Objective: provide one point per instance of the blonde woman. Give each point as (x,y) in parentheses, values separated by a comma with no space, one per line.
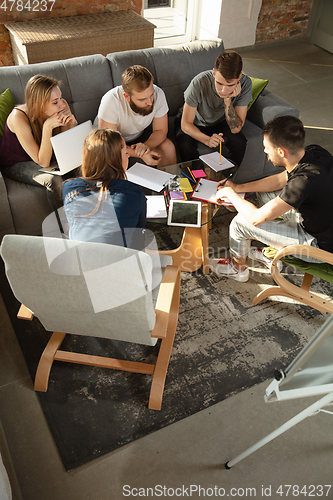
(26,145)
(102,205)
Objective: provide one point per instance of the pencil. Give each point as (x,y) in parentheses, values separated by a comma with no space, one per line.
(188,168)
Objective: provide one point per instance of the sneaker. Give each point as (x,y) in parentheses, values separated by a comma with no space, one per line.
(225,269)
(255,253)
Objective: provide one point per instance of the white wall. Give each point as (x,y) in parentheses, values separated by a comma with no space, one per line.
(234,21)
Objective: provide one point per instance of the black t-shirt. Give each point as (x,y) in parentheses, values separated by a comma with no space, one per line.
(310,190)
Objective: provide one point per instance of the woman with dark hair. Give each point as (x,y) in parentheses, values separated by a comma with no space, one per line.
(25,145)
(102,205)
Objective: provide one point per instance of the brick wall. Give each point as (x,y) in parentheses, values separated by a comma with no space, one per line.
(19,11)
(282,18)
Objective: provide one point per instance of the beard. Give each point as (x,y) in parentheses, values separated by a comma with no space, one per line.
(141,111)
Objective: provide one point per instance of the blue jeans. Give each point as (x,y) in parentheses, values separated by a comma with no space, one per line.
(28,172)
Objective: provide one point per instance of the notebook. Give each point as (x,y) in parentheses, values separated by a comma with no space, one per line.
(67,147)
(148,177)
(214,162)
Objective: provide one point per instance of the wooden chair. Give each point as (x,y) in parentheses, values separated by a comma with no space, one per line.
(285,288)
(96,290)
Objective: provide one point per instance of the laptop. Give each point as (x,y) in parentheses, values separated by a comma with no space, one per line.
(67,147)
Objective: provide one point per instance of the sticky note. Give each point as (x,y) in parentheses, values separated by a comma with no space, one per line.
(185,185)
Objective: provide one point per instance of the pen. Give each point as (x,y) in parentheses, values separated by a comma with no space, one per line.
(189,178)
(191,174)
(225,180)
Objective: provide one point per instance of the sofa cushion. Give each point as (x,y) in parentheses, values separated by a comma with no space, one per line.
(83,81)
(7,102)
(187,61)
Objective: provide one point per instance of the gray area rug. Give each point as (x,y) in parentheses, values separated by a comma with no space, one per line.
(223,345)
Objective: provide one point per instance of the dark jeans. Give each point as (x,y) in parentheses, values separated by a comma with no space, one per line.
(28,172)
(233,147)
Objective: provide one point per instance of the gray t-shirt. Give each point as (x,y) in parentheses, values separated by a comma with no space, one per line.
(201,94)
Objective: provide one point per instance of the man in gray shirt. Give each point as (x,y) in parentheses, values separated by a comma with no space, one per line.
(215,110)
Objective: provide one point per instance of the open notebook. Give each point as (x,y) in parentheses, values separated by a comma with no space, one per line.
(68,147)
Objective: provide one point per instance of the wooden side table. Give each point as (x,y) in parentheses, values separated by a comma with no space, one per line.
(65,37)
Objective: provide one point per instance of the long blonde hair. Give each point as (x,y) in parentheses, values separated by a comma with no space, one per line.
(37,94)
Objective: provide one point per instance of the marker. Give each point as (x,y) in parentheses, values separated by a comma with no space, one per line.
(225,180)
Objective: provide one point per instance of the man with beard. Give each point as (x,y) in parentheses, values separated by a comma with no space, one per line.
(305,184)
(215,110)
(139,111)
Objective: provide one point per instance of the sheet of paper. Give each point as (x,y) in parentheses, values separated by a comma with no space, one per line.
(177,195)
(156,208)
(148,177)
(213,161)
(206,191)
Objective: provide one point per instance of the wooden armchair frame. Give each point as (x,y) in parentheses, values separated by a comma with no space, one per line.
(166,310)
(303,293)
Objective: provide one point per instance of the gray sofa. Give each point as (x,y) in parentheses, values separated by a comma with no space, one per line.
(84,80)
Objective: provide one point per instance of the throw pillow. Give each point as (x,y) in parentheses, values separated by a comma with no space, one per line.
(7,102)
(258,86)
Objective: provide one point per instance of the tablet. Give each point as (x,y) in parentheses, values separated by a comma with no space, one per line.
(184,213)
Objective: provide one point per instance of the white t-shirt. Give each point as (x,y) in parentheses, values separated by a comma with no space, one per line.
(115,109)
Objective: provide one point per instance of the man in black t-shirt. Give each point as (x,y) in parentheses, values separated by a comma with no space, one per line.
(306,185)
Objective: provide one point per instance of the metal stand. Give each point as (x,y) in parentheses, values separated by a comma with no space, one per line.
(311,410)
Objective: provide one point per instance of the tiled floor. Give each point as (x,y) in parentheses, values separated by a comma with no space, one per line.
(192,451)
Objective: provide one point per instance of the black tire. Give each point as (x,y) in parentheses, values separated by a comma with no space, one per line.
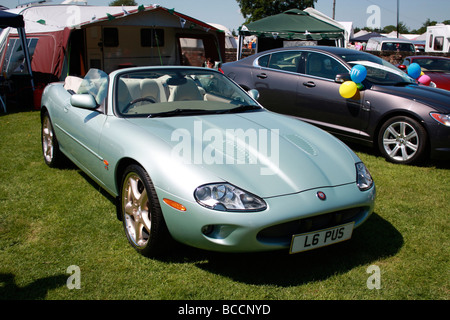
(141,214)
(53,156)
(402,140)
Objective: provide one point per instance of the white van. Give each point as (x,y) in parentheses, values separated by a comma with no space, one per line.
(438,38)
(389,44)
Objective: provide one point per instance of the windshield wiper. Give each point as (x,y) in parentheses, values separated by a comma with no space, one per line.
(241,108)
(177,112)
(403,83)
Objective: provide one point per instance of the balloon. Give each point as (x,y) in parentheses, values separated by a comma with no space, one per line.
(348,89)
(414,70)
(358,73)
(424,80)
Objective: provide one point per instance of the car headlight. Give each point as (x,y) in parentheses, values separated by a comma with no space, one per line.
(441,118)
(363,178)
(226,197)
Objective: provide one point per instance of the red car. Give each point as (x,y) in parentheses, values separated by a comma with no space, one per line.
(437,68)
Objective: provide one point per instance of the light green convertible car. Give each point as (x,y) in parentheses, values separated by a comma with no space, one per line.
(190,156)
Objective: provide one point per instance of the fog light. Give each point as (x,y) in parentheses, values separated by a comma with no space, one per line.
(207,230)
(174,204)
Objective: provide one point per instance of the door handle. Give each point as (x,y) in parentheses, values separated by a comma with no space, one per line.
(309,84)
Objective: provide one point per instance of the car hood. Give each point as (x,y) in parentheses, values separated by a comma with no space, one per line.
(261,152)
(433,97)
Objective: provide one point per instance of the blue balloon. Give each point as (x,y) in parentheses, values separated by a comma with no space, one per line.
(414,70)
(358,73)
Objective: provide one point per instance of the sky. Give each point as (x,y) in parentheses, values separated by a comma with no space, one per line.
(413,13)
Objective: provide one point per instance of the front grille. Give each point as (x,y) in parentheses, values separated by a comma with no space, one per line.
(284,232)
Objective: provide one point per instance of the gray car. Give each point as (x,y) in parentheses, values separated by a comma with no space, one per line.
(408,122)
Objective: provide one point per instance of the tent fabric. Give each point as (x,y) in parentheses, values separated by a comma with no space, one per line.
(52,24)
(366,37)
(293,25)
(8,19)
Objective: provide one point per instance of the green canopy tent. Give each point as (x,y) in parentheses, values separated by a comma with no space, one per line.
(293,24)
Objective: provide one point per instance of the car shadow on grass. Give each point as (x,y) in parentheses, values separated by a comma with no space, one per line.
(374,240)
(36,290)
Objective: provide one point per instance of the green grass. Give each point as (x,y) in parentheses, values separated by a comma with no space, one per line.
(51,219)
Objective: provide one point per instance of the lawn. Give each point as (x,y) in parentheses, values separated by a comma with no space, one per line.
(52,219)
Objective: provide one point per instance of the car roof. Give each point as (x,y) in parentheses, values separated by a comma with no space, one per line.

· · ·

GOAL:
Copy exactly the lines above, from the one containing "Objective: provide one point per instance of the gray car." through the very last line.

ANSWER IN FULL:
Objective: provide one point per instance of the gray car. Give each point as (x,y) in parentheses, values separated by a comma with no space, one per line.
(408,122)
Objective: provide one point per instance of the tent fabric. Give each point as (x,y) in parentheses, values separated by a comma with no space, one per line.
(52,24)
(366,37)
(293,25)
(8,19)
Objective: provide one point per instance of the green canopy tent. Give each point as (x,y) in parentheses, values separated by a comma with no space, one per line.
(293,24)
Objective: provide one point per instance of the car shadow on grass. Give each point as (x,y) in parentheses, values separated by a comma with no space, one per line.
(374,240)
(36,290)
Objective: provide one point per instance of the green grass. Give each point as (x,y) in parentheses, values separated by a comma with no space, one per line.
(51,219)
Objective: provide one point per instance of the lawn. Give each point as (x,y) in parentheses, values separated by a comma with no space, one per line.
(52,219)
Objective: provide one point per instance of the car roof. Give each point as (x,y) in parentheses, values separated by a comma with no space, one per line.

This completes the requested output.